Records shown
•••

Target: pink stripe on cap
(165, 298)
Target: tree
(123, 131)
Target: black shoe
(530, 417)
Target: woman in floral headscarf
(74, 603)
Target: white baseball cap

•••

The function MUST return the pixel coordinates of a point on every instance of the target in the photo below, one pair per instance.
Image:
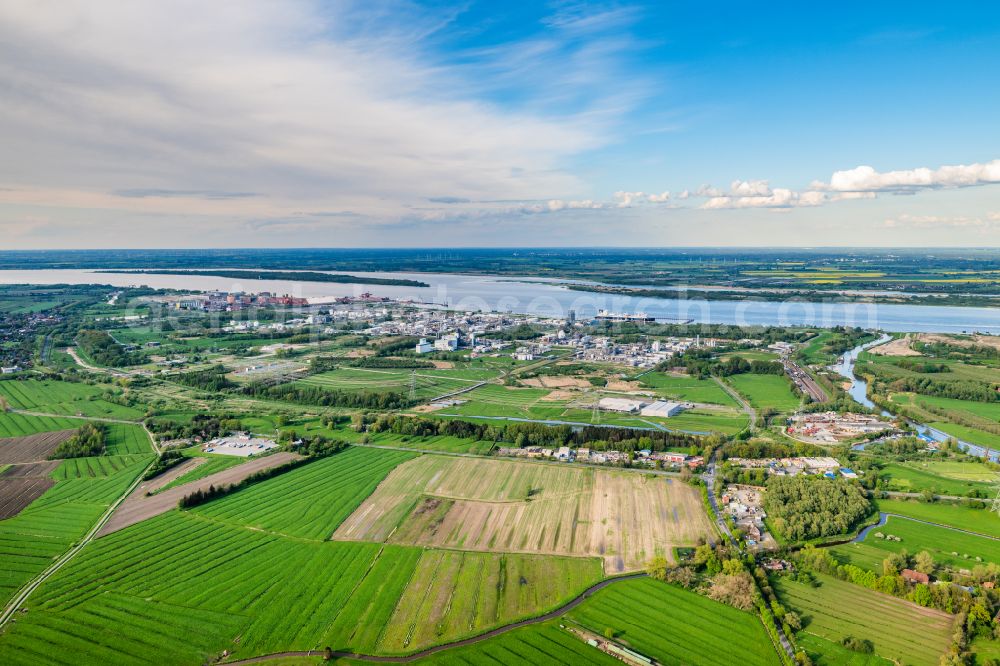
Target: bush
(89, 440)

•••

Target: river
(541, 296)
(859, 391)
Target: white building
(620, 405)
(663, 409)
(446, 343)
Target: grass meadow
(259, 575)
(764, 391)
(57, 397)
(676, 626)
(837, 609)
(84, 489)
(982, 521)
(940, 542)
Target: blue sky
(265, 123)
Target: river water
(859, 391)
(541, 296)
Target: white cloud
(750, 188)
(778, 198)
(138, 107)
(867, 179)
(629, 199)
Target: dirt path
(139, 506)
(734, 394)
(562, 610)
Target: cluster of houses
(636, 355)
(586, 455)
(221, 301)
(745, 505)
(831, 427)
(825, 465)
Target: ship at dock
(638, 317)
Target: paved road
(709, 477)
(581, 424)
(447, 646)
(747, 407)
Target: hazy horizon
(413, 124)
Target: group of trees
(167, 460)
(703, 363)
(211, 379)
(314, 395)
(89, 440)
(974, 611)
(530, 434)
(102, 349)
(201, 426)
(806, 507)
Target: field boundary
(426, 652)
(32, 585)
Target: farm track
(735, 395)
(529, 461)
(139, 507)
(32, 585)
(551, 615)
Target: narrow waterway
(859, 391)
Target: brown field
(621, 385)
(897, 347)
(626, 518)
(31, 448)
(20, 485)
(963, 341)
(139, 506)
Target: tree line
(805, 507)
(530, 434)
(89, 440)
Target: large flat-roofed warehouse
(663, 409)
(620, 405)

•••

Given problem
Arrange everything from the line containing "Target: black shoe" down to the line containing "Target: white baseball cap" as a Markdown table, with the columns Row and Line and no blank lines.

Exercise response
| Row | Line |
|---|---|
| 1 | Target: black shoe |
| 2 | (530, 417) |
| 3 | Target: woman in floral headscarf |
| 4 | (74, 603) |
| 5 | Target: white baseball cap |